§ **Set exercise**
Rewrite all of the data below, changing each "in this photo" to "in this image" and leaving everything else the same. Don't include the pictures.

─── Dataset excerpts ───

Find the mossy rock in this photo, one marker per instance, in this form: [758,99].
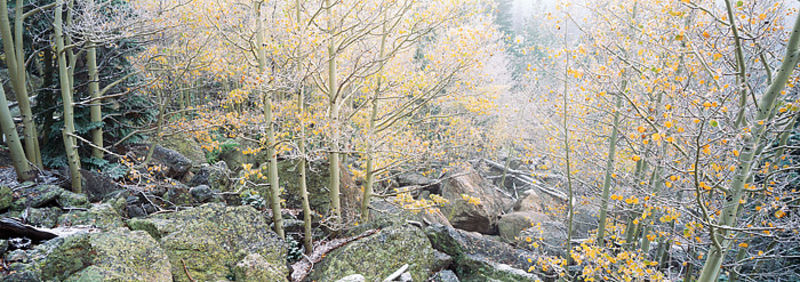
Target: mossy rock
[510,225]
[379,255]
[186,146]
[43,217]
[210,240]
[103,216]
[475,268]
[255,268]
[5,197]
[474,255]
[69,199]
[120,255]
[37,197]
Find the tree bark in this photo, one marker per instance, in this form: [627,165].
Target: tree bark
[95,110]
[18,159]
[16,72]
[333,96]
[272,173]
[716,255]
[307,236]
[66,96]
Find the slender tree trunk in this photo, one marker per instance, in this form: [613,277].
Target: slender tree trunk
[272,173]
[162,109]
[716,255]
[16,72]
[333,96]
[570,206]
[307,236]
[18,159]
[95,110]
[373,115]
[66,96]
[612,153]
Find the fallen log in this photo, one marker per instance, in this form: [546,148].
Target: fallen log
[521,176]
[12,228]
[302,268]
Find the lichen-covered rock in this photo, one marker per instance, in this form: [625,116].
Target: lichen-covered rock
[201,193]
[476,268]
[37,197]
[217,176]
[530,201]
[103,216]
[119,255]
[460,245]
[353,278]
[379,255]
[510,225]
[42,217]
[549,237]
[69,199]
[28,263]
[255,268]
[478,217]
[98,186]
[5,197]
[185,145]
[179,195]
[445,276]
[211,239]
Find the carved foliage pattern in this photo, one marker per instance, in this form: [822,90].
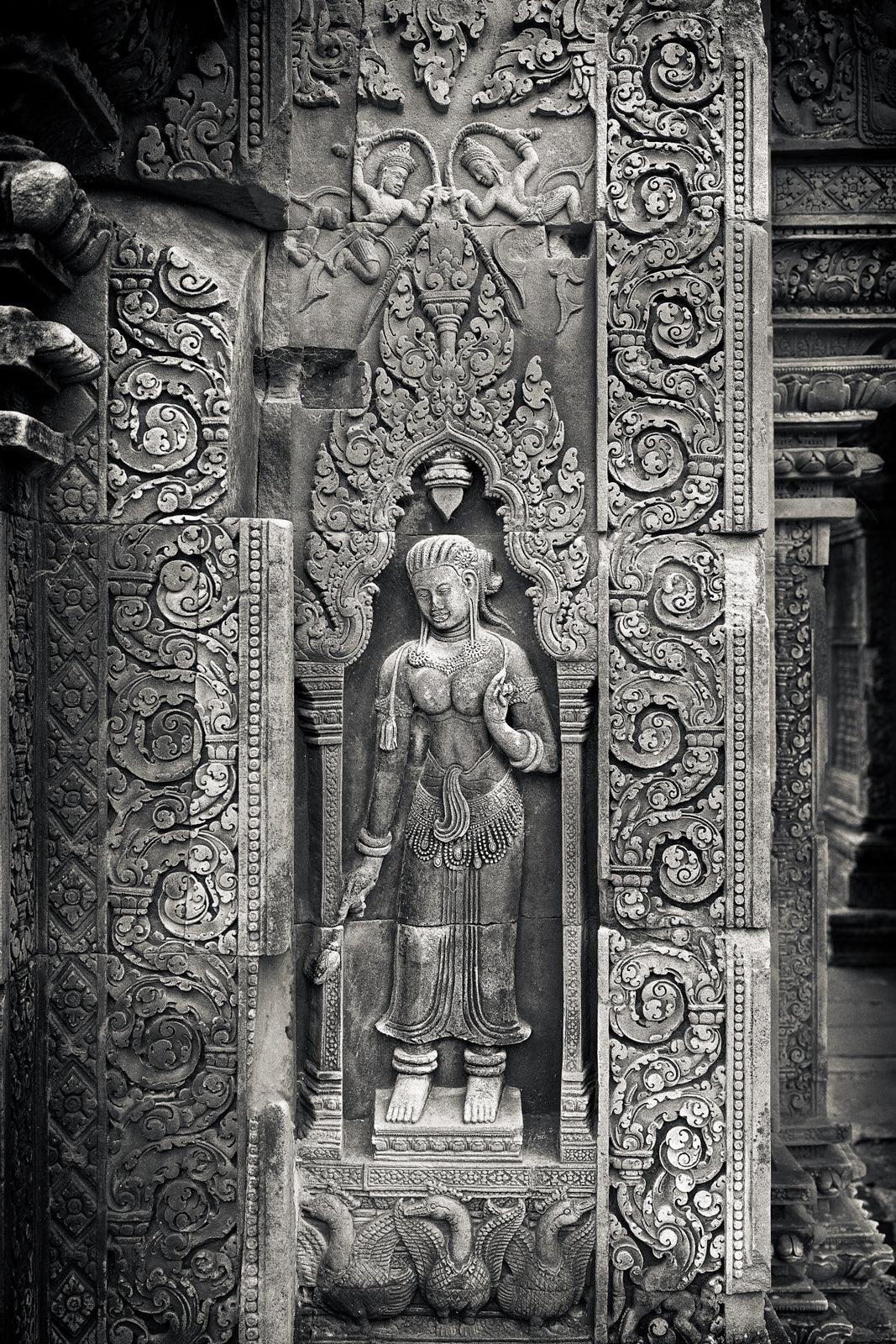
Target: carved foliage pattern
[20,562]
[794,823]
[667,669]
[439,389]
[833,273]
[170,1045]
[196,143]
[665,463]
[832,73]
[170,387]
[667,1126]
[73,732]
[19,1095]
[71,719]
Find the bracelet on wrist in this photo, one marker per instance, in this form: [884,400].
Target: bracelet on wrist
[375,847]
[533,753]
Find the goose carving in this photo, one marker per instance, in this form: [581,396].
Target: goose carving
[453,1267]
[365,1274]
[544,1272]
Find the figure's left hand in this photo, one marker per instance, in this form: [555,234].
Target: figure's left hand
[496,701]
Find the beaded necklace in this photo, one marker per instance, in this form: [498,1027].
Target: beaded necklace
[472,652]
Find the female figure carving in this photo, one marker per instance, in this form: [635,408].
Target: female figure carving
[483,714]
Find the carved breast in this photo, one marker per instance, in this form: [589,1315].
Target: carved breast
[434,692]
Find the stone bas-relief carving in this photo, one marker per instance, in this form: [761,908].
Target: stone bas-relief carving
[483,714]
[432,1243]
[631,546]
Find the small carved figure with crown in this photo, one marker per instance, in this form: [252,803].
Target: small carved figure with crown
[483,711]
[385,201]
[506,187]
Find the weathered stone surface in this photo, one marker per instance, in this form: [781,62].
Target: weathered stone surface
[477,1043]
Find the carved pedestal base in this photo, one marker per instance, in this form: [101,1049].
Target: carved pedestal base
[441,1132]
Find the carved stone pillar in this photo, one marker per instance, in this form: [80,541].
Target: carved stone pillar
[320,714]
[833,324]
[860,808]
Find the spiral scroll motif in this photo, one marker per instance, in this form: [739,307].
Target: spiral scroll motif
[170,1037]
[665,464]
[667,667]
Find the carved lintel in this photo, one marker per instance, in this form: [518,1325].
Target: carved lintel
[439,34]
[196,141]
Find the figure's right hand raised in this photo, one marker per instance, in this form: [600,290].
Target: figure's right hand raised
[356,887]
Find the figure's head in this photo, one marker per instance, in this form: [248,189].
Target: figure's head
[481,163]
[452,578]
[396,168]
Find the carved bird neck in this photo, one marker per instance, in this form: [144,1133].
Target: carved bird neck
[338,1247]
[459,1227]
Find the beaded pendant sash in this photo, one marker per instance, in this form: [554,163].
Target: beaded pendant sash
[490,823]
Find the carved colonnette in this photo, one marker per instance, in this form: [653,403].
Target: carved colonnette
[832,319]
[150,671]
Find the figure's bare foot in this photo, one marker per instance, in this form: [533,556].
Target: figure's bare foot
[483,1099]
[409,1099]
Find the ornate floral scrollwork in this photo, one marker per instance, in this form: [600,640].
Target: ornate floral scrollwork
[668,1132]
[665,464]
[439,33]
[172,889]
[170,394]
[558,50]
[445,343]
[201,131]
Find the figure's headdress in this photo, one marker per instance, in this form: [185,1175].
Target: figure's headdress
[399,158]
[461,554]
[474,151]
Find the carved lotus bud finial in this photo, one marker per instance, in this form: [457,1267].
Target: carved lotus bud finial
[446,479]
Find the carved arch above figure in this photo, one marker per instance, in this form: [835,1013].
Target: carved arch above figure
[445,343]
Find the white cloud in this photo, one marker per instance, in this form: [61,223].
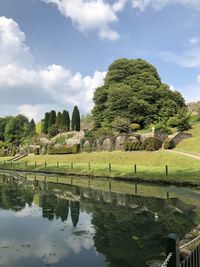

───

§ **Result for this exercise**
Find the mossy rock in this image, one marker per instance, in this form: [758,99].
Target: mossy rock
[510,225]
[379,255]
[186,146]
[43,217]
[210,240]
[103,216]
[475,268]
[255,268]
[5,197]
[474,255]
[69,199]
[120,255]
[37,197]
Find the tree bark in this image, one marker per instance, in this form: [627,165].
Target: tree bark
[95,110]
[18,159]
[16,72]
[333,96]
[272,173]
[716,255]
[307,236]
[66,96]
Find the slender tree trunk in this image, one marker per instance, in this form: [613,277].
Target: slender tree trunk
[272,173]
[162,109]
[716,255]
[16,72]
[333,96]
[570,206]
[307,236]
[18,159]
[95,110]
[373,115]
[66,96]
[612,153]
Find the fallen log in this image, one marker per instance, in this form: [546,148].
Target: fallen log
[521,176]
[12,228]
[302,268]
Find the lichen-covered rock in this image, one marker per instance, in this form: [625,116].
Target: lichen-covered rock
[201,193]
[476,268]
[37,197]
[217,176]
[530,201]
[103,216]
[119,255]
[460,245]
[353,278]
[379,255]
[510,225]
[42,217]
[549,237]
[69,199]
[28,263]
[255,268]
[478,217]
[98,186]
[5,197]
[185,145]
[179,195]
[445,276]
[211,239]
Find the carved foliage pattern in this image, one marker per instance, in this form: [822,90].
Target: carved foliage pattern
[20,562]
[794,823]
[667,669]
[439,389]
[833,273]
[170,1045]
[196,143]
[665,463]
[832,73]
[170,387]
[667,1126]
[73,732]
[19,1095]
[71,719]
Find the bracelet on wrist in this image, one marker per instance, in this form: [884,400].
Target: bracelet on wrist
[375,847]
[533,753]
Find the goose carving in this image, one marker per instance, in this form: [581,396].
Target: goose carving
[453,1267]
[365,1274]
[544,1272]
Find the figure's left hand in this image, one marker per instance, in this form: [555,234].
Target: figure's left hand
[496,701]
Find the beaded necklace in this image, one marker per instance, in this form: [498,1027].
Target: beaded necklace
[472,652]
Find the female figure carving in this image, one marker per instance, in this form: [635,408].
Target: female figure carving
[483,714]
Find the carved breast in this image, one marker per instance, in this form: [589,1315].
Target: carved breast
[434,692]
Find the stone bas-relief carving in this image, one marker per instance, in this form: [761,908].
Target: stone bas-relief carving
[483,714]
[432,1243]
[631,546]
Find the small carved figure with crown in this image, one marker per instance, in this form: [252,803].
Target: small carved figure with crown
[483,711]
[385,201]
[506,187]
Find the weathered stone surface in this image, one marker per instance, in this form: [781,62].
Target: weathered stone surface
[477,1043]
Find the carved pedestal base in this image, one marker per instance, in this form: [101,1049].
Target: carved pedestal base
[441,1132]
Find the carved stone pillar in this image, one marker per instance, in this form: [80,541].
Target: carved stone pillar
[320,714]
[833,324]
[860,808]
Find the spiral scroll motif in this image, one marker per instance, in this form: [739,307].
Target: spiral scroll motif
[170,1037]
[665,464]
[667,667]
Find the carved lintel in this image, one marker per instance, in this form: [518,1325].
Target: carved lintel
[439,34]
[196,141]
Find the figure's right hand raised in this image, one marker per instance, in this form: [600,290].
Target: figure's right hand raised
[356,887]
Find the figure's head in this image, one marker per instance, in this form: [248,189].
Target: figure's head
[481,163]
[452,578]
[396,168]
Find the carved bird neck in this image, one marker per instance, in this form: [144,1133].
Target: carved bird neck
[338,1247]
[459,1227]
Find the beaded pendant sash in this image, one marker per instance, in this form: [554,163].
Target: beaded pendant sash
[490,823]
Find the carved colonnette in this image, one marker per instance, in this form: [653,403].
Target: carved colonnette
[832,319]
[150,671]
Find the figure's bare foot in this image, one marker per instance, in this form: [533,556].
Target: figure's bare foot
[483,1099]
[409,1099]
Find the ornate floral scrollwork in this image, one marker per instance, in this form: [600,640].
Target: ornate floral scrollwork
[668,1132]
[665,464]
[439,33]
[172,889]
[170,394]
[558,50]
[445,343]
[201,131]
Find the figure's headdress in this image, one marker per instance, in this form: [185,1175].
Target: figure's headdress
[399,158]
[461,554]
[474,151]
Find the carved lotus bud finial in this image, one marker per instance, in this form: [457,1267].
Target: carved lotus bud finial
[446,479]
Find the carved arch above figure in this image, one marker per instance, in this form: [835,1013].
Target: carved arch above figure
[445,343]
Find the white cloud in this image, one marker per instance, in this form: [61,223].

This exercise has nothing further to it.